## EXERCISE INSTRUCTIONS
Summarize the personal account below in two sentences.

## GIVEN TEXT
I come from a one parent home. My mum is my world.
I fell apart.
I got back up again.
I liked Mars from "The Kill" days.
I rediscovered the beauty & healing power of Mars in 2008.
I decided I'm worth loving and that love had to come from within.
I know I'm more than the struggles of my past.
I ran through a mall on my lunch break with my BEB (Best Echelon Buddy) on Dec 7th to buy This Is War.
I realised that was the day life had became fun again.
I am 28, & my life has only just become exciting to live again.
I owe that to Mars, to the Echelon which is my family.
I sat on a beach at sunset, with two seals cuddling nearby & listened to Alibi for the first time.
I never felt more love within me than at that moment.
I refuse to lay down & let my past beat me.
I fought past the fear of not being good enough to live my dreams.
I now have my dream career as a photographer.
I never feel more like myself than when I listen to Mars, or with a camera in my hand at a concert.
I am daily in the gym with Mars on my ipod, not with the aim to be thin or perfect, but to be healthy.
I can't imagine life with out Mars and the Echelon.
I am striving to get my creativity flowing again.
I love a lot of different music but lately I find,
I listen to Mars almost constantly.
I love how it makes me want to be better, as a person, an artist, a friend, a sister, a daughter.

Records from a collection:
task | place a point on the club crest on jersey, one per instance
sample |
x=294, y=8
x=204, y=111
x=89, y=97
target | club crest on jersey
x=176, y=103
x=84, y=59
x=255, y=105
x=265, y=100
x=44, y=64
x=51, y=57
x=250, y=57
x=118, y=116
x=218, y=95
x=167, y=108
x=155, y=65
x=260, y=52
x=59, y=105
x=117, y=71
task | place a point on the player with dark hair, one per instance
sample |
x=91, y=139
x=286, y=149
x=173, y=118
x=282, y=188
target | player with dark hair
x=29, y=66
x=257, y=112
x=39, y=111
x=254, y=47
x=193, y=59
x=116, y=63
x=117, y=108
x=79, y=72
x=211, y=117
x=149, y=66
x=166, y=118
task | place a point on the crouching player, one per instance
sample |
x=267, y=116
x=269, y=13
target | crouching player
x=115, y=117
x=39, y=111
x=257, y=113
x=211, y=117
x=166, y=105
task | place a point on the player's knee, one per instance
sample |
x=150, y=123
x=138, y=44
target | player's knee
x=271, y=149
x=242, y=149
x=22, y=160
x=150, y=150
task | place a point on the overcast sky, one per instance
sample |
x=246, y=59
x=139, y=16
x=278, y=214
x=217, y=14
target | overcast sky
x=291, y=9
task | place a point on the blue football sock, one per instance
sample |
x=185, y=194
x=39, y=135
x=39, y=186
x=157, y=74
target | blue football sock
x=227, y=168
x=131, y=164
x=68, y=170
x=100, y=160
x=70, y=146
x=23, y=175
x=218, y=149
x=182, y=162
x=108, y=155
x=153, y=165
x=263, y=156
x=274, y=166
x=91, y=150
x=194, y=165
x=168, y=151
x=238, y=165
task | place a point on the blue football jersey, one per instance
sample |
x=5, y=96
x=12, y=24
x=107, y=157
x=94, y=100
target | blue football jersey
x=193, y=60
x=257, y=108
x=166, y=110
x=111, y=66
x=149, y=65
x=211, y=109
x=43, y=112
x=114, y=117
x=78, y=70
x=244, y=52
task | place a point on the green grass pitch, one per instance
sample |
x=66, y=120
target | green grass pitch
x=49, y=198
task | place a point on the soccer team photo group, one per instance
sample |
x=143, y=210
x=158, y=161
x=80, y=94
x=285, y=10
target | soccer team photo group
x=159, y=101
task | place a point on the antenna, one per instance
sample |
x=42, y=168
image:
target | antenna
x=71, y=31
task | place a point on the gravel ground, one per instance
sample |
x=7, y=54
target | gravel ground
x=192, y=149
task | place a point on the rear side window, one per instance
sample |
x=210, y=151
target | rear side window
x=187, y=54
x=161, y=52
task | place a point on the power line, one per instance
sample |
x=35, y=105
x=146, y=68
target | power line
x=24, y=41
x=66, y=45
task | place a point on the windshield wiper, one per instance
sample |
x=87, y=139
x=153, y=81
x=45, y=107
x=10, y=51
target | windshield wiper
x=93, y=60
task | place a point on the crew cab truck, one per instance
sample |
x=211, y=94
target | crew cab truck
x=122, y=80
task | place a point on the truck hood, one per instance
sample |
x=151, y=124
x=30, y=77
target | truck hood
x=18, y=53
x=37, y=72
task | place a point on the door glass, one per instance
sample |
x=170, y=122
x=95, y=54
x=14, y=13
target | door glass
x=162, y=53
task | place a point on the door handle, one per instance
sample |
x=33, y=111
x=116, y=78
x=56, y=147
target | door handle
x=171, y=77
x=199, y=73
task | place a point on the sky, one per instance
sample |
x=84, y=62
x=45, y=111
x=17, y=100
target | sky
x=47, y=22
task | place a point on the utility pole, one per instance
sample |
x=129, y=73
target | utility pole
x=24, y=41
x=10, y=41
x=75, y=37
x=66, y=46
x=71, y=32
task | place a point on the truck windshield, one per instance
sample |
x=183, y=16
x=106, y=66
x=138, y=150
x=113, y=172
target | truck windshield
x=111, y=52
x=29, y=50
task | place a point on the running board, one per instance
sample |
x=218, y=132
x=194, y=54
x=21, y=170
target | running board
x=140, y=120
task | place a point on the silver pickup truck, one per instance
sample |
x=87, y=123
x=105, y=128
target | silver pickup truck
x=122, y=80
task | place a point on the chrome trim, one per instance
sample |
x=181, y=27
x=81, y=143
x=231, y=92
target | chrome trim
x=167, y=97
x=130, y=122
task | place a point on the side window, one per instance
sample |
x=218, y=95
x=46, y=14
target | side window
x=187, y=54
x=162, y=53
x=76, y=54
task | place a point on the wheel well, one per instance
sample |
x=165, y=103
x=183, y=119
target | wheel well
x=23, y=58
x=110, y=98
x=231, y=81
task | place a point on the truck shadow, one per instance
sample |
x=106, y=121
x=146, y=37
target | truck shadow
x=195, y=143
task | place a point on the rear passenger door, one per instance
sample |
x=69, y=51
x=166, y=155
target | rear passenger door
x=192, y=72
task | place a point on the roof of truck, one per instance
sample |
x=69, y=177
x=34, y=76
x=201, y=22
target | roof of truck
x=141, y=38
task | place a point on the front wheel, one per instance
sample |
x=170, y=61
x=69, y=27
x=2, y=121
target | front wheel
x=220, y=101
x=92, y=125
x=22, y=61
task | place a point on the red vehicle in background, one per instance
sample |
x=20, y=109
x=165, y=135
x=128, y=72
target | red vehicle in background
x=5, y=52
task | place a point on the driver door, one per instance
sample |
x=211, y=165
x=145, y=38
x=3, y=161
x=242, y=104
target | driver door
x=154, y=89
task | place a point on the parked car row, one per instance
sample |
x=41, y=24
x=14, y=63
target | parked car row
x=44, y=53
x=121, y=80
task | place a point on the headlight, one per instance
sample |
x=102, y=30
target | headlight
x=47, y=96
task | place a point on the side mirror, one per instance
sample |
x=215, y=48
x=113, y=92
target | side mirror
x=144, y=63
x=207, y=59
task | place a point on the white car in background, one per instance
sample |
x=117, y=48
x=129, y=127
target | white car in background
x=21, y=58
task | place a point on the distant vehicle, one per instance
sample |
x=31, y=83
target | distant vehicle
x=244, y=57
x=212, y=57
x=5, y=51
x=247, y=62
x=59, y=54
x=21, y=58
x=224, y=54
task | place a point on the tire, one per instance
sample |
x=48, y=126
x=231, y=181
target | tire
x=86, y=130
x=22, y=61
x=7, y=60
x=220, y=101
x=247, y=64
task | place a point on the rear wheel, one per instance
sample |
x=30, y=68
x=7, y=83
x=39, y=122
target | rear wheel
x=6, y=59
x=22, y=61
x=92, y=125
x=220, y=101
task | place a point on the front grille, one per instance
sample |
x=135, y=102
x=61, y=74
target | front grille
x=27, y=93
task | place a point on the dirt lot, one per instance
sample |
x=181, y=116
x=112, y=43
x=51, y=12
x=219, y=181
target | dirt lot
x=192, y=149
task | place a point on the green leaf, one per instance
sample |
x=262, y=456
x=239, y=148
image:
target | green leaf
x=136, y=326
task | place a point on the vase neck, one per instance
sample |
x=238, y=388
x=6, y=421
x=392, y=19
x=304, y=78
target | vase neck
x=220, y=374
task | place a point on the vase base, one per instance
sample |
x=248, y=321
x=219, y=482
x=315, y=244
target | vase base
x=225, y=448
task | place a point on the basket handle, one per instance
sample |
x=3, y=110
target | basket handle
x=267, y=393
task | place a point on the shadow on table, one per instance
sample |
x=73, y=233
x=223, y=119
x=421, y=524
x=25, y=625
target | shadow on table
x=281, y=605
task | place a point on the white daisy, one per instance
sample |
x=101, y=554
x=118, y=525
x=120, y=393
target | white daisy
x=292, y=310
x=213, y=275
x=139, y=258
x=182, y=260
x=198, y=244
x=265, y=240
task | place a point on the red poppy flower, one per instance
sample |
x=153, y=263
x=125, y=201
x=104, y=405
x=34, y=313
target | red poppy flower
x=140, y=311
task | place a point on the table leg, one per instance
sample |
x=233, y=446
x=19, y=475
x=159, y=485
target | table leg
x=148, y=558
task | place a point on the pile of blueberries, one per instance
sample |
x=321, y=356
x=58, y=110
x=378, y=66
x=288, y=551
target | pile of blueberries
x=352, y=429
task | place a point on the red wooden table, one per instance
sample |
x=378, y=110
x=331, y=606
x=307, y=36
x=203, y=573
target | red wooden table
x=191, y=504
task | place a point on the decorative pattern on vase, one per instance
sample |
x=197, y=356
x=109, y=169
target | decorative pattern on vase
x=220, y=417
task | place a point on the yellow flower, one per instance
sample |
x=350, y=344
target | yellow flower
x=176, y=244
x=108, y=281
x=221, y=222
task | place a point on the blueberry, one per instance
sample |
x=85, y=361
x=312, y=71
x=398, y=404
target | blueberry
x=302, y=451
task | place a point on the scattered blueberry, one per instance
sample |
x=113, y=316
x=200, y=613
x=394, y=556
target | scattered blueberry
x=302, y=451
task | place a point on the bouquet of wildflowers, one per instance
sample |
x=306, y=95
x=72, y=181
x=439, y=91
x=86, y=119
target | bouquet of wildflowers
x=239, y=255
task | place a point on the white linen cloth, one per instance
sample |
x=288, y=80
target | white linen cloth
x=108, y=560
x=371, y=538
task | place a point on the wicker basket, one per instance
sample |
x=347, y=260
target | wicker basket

## ANSWER FOR THIS EXERCISE
Raised in a one-parent home, the writer fell apart, got back up, rediscovered the healing power of Mars in 2008, and decided that love had to come from within. Now 28, the writer credits Mars and the Echelon with making life exciting again, has a dream career as a photographer, and listens to Mars almost constantly because the music inspires the writer to be better.